> Exercise goal:
Copy every one of the records below word for word, leaving nothing out and changing nothing.

> Source data:
########
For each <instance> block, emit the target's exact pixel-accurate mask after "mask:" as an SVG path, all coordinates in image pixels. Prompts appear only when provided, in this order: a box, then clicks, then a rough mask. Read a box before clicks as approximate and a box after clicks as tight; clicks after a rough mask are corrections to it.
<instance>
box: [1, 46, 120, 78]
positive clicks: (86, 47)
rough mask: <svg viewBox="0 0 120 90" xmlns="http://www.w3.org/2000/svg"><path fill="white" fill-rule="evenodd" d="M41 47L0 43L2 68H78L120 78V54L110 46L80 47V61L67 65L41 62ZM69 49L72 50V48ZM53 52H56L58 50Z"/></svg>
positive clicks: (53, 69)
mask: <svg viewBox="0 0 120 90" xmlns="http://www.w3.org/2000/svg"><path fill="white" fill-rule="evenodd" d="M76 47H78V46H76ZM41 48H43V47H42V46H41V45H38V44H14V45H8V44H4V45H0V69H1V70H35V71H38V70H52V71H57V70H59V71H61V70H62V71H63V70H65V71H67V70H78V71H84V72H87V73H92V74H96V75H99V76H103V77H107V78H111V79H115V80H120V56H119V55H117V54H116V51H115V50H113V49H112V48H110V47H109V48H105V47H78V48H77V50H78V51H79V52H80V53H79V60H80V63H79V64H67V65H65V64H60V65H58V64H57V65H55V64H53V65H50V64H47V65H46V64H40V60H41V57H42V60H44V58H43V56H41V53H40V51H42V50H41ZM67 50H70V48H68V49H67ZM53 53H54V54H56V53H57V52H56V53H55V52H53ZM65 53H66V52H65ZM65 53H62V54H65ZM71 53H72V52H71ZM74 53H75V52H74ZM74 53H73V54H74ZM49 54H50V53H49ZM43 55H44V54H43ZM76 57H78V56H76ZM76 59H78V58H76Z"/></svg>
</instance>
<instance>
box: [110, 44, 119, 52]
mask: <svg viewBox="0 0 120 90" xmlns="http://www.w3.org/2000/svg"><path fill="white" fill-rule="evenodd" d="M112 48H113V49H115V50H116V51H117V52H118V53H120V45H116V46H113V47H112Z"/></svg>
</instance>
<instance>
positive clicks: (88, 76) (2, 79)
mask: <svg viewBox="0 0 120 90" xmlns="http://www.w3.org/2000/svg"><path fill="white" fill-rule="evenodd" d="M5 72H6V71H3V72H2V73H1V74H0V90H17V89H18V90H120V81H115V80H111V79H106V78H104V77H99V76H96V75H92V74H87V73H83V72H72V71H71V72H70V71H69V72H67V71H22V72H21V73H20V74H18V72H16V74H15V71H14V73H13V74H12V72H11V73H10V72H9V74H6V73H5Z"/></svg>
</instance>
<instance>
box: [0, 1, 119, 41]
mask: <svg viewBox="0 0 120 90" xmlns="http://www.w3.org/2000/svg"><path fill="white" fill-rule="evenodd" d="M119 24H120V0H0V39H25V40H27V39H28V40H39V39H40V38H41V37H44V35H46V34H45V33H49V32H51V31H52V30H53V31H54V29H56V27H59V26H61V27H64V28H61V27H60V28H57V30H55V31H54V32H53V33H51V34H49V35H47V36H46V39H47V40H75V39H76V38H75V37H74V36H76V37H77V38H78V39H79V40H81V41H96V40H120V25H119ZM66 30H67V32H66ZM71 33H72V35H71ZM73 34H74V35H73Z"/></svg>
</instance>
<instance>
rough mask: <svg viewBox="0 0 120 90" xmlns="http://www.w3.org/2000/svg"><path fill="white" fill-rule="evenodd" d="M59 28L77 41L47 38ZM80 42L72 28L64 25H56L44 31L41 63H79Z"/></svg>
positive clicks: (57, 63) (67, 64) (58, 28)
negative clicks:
########
> Worked solution:
For each <instance> block, emit the target's exact pixel-accurate mask after "mask:" as an SVG path, all coordinates in image pixels. Prompts appear only when provided, in this order: a box, then clicks, then a rough mask. Read a box before clicks as approximate and a box after clicks as tight; clicks after a rough mask are corrections to it.
<instance>
box: [1, 46, 120, 78]
positive clicks: (86, 47)
rough mask: <svg viewBox="0 0 120 90" xmlns="http://www.w3.org/2000/svg"><path fill="white" fill-rule="evenodd" d="M41 47L0 43L2 68H78L120 78V54L110 46L80 47V61L67 65L41 62ZM69 49L72 50V48ZM53 52H56L58 50Z"/></svg>
positive clicks: (53, 69)
mask: <svg viewBox="0 0 120 90" xmlns="http://www.w3.org/2000/svg"><path fill="white" fill-rule="evenodd" d="M76 47H78V46H76ZM41 48H43V47H42V46H41V45H38V44H14V45H8V44H4V45H0V69H1V70H35V71H38V70H52V71H57V70H59V71H61V70H62V71H63V70H65V71H67V70H78V71H84V72H87V73H92V74H96V75H99V76H103V77H107V78H111V79H115V80H120V56H119V55H117V54H116V51H115V50H113V49H112V48H110V47H109V48H105V47H78V48H77V50H78V51H79V52H80V53H79V60H80V63H79V64H67V65H65V64H60V65H58V64H57V65H55V64H53V65H50V64H47V65H46V64H40V60H41V57H42V60H44V58H43V56H41V53H40V51H42V50H41ZM67 50H70V48H68V49H67ZM53 53H54V54H56V53H57V52H56V53H55V52H53ZM65 53H66V52H65ZM65 53H62V54H65ZM71 53H72V52H71ZM74 53H75V52H74ZM74 53H73V54H74ZM49 54H50V53H49ZM43 55H44V54H43ZM76 57H78V56H76ZM76 59H78V58H76Z"/></svg>
</instance>
<instance>
box: [110, 44, 119, 52]
mask: <svg viewBox="0 0 120 90" xmlns="http://www.w3.org/2000/svg"><path fill="white" fill-rule="evenodd" d="M112 48H113V49H115V50H116V51H117V52H118V53H120V45H116V46H113V47H112Z"/></svg>
</instance>
<instance>
positive clicks: (88, 76) (2, 79)
mask: <svg viewBox="0 0 120 90" xmlns="http://www.w3.org/2000/svg"><path fill="white" fill-rule="evenodd" d="M5 72H6V71H3V72H2V73H1V74H0V90H17V89H18V90H120V81H115V80H111V79H106V78H104V77H99V76H96V75H92V74H87V73H83V72H72V71H71V72H70V71H69V72H67V71H22V72H21V73H20V74H18V72H16V74H15V71H14V73H13V74H12V72H11V73H10V72H9V74H6V73H5Z"/></svg>
</instance>
<instance>
box: [0, 1, 119, 41]
mask: <svg viewBox="0 0 120 90" xmlns="http://www.w3.org/2000/svg"><path fill="white" fill-rule="evenodd" d="M119 24H120V0H0V39H25V40H27V39H28V40H39V39H40V38H41V37H44V35H46V34H45V33H49V32H51V31H52V30H53V31H54V29H56V27H59V26H61V27H64V28H61V27H60V28H57V30H55V31H54V32H53V33H51V34H49V35H47V36H46V39H47V40H75V39H76V38H75V37H74V36H76V37H77V38H78V39H79V40H81V41H96V40H120V25H119ZM66 30H67V32H66ZM71 33H72V35H71ZM73 34H74V35H73Z"/></svg>
</instance>
<instance>
rough mask: <svg viewBox="0 0 120 90" xmlns="http://www.w3.org/2000/svg"><path fill="white" fill-rule="evenodd" d="M59 28L77 41L47 38ZM80 42L72 28L64 25H56L44 31L41 63H79Z"/></svg>
positive clicks: (57, 63) (67, 64) (58, 28)
negative clicks:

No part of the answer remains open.